- **YOUR OBJECTIVE**
Please transcribe the records below word for word, starting from the first line and ending with the line containing "[341,386,399,496]", including that line.

- **RECORDS SUPPLIED**
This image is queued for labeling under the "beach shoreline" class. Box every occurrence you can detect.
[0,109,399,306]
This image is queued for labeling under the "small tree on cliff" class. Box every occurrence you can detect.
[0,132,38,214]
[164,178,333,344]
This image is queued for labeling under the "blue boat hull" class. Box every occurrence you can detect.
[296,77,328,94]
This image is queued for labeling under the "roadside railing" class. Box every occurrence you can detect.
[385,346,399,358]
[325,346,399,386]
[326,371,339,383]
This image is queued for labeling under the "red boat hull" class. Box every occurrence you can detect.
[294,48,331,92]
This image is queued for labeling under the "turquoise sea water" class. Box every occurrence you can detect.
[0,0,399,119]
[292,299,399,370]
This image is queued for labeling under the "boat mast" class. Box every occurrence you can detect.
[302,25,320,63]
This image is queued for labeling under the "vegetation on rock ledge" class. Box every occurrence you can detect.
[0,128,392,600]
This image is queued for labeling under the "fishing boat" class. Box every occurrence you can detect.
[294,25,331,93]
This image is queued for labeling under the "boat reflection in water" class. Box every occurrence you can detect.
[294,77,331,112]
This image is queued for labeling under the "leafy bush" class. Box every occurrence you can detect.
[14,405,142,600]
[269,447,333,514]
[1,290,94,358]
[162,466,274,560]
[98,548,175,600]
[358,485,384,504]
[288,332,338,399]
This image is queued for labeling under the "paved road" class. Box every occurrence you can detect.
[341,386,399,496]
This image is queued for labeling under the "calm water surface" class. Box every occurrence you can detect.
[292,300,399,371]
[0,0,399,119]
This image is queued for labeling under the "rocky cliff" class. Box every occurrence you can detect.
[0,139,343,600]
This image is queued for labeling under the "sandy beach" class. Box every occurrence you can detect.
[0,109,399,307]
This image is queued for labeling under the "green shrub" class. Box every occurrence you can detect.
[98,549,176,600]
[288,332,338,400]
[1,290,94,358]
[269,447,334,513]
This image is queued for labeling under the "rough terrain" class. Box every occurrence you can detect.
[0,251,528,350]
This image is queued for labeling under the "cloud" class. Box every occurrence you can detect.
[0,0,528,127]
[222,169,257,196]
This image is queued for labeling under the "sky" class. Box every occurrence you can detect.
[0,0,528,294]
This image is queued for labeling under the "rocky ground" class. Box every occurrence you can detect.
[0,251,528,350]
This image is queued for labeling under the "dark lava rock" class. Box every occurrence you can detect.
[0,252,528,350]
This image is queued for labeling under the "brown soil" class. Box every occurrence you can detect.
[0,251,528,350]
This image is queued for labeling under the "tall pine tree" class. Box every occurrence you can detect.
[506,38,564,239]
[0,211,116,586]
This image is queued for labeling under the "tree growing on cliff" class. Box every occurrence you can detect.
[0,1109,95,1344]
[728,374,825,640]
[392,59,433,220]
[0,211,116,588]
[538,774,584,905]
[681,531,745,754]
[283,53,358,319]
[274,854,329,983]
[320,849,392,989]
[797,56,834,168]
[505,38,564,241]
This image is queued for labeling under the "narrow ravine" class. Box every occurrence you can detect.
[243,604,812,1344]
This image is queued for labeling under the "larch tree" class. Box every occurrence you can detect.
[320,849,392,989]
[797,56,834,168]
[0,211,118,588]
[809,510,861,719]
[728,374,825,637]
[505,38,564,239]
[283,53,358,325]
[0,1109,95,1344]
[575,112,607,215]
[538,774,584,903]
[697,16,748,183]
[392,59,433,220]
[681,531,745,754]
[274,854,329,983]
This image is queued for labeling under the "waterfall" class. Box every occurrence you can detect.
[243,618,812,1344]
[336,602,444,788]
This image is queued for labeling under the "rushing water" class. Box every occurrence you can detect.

- **WORKED SOLUTION**
This image is queued for labeling under the "beach shoreline" class. Box every occurrence you can detect.
[0,109,399,306]
This image is queued for labeling under the "small tree on cliff" class. Box every occurrence you can detect.
[0,132,38,214]
[164,178,333,344]
This image is queued for labeling under the "blue boat hull" class. Box every occurrence you can detect.
[296,77,328,94]
This image is queued for labeling under the "roadside railing" class. Box every occurrence you can detect.
[385,346,399,358]
[325,346,399,386]
[326,371,339,383]
This image is queued for labeling under the "red boat hull" class. Box every occurrence you can detect.
[294,48,331,92]
This image is queued for labeling under the "turquoise sea water" class. Box every occurrence you can detect.
[0,0,399,119]
[292,299,399,370]
This image is queued for labeling under the "boat mast" class. Box every occurrence you can detect.
[302,25,320,63]
This image is queued for labeling under the "vegetation on rock ledge" class. Box every occurrence you can detect.
[0,128,392,600]
This image is queued for labeling under the "fishing boat" class. Box every occurrence you can detect.
[294,25,331,93]
This image is queued for labeling under the "boat reflection in water" class. Box every occurrence you can detect.
[294,77,331,112]
This image is queued for labeling under the "leafy bush" class. Box every occurrence you can detect.
[14,405,142,600]
[269,447,333,514]
[1,290,94,358]
[162,466,274,560]
[98,548,175,600]
[358,485,384,504]
[288,332,338,399]
This image is queued for labeling under the "paved road" class. Box every occurrence you can detect.
[341,386,399,496]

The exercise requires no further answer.